[Task] Translate this sentence from the news article on the House Republican budget into Spanish: "Last year, the American people chose divided government."

____ Document excerpt

WASHINGTON – Reprising austerity themes that define the party, House Republicans unveiled a budget proposal Tuesday that they say would achieve the ambitious goal of balancing in 10 years, but it has no chance of acceptance by Democrats in what is largely an opening bid in talks with President Obama.
House Budget Committee Chairman Paul D. Ryan of Wisconsin, the former GOP vice presidential nominee and the party's most influential budget guru, resumed his effort to revamp Medicare and other social safety net programs, bolster the Pentagon and dramatically lower tax rates to no more than 25% for individuals and corporations.
The blueprint will reignite a debate over the proper size and scope of government, which Republican leaders are eager to have, but which Democrats insist was resolved when voters returned Obama to the White House in November over Mitt Romney and Ryan.
Democrats are preparing to introduce a counterproposal this week as Obama resumes his charm offensive on Capitol Hill in search of a "common sense" caucus of lawmakers willing to set aside partisan ideology to tackle the nation's budget problems. Over the next three days, Obama plans to meet separately with Democrats and Republicans in the House and Senate.
The president has yet to produce his own formal proposal beyond his deficit-reduction blueprint. Democrats are likely to propose tax hikes on corporations and the wealthy, with little expectation of balancing revenues and spending by a specific date, as Republicans propose.
Ryan gave a nod to the conversation ahead. "This budget provides an exit ramp from the current mess — and an entry ramp to a better future," he wrote in the document.
"We understand that not everyone shares our view. Last year, the American people chose divided government. So this year, we have to make it work."
Bringing the budget into balance by 2024 was a promise GOP leaders made to the House's rebellious conservative majority, many of them tea party adherents elected with pledges to cut spending to reduce the nation's mounting debt.
Ryan's once seemingly impossible task was made easier this year with the improved budget outlook, thanks mainly to the New Year’s tax deal, which will bring in $650 billion in revenue over the decade through higher tax rates on the wealthy, and the $1.2-trillion "sequester" cuts that are beginning to course through the federal government.
The nonpartisan Congressional Budget Office projected earlier this year that the annual federal deficit would dip below $1 trillion for the first time since Obama took office. The red ink flowed during a decade of war and the Great Recession that followed as tax revenues plummeted and spending increased to shore up the economy – piling on debt that helped stir the tea party movement.

________
____ Supplied material

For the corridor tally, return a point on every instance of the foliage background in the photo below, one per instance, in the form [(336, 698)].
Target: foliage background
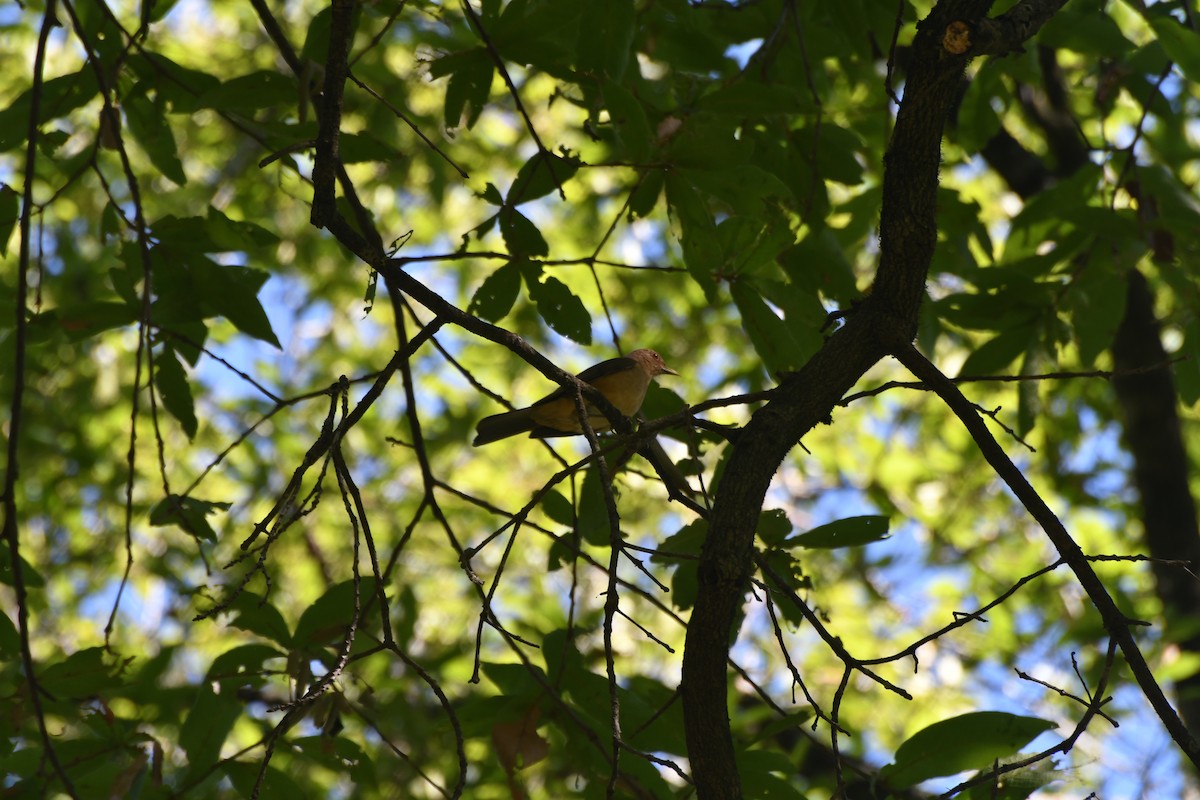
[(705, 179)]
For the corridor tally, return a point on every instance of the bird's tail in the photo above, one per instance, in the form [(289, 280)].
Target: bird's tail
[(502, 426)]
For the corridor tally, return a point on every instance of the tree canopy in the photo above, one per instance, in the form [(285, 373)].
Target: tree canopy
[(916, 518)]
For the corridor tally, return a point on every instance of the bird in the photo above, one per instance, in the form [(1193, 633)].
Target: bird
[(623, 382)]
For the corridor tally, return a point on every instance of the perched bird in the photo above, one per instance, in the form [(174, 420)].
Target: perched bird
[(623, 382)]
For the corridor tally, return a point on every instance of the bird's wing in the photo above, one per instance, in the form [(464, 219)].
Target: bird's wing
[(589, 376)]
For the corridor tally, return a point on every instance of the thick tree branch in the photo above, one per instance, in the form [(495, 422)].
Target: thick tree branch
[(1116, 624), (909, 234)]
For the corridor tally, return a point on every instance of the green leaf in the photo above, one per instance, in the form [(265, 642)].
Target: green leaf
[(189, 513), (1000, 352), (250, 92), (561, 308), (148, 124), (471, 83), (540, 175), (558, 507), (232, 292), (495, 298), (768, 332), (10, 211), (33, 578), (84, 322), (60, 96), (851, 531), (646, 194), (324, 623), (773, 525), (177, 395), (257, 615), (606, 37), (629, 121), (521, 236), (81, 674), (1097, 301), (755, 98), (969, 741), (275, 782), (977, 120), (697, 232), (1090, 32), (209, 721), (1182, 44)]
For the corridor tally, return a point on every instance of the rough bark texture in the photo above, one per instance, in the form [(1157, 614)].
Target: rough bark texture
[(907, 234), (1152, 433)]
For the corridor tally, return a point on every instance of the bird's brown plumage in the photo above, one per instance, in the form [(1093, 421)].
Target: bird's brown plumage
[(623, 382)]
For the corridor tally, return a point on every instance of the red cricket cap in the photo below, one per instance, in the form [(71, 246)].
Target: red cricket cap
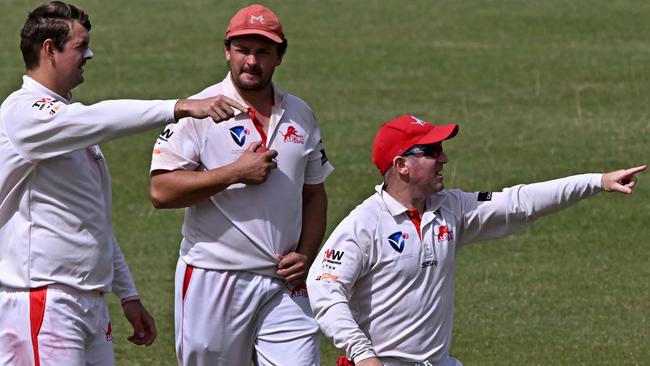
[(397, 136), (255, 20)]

________

[Answer section] El año pasado, el pueblo estadounidense eligió un gobierno dividido.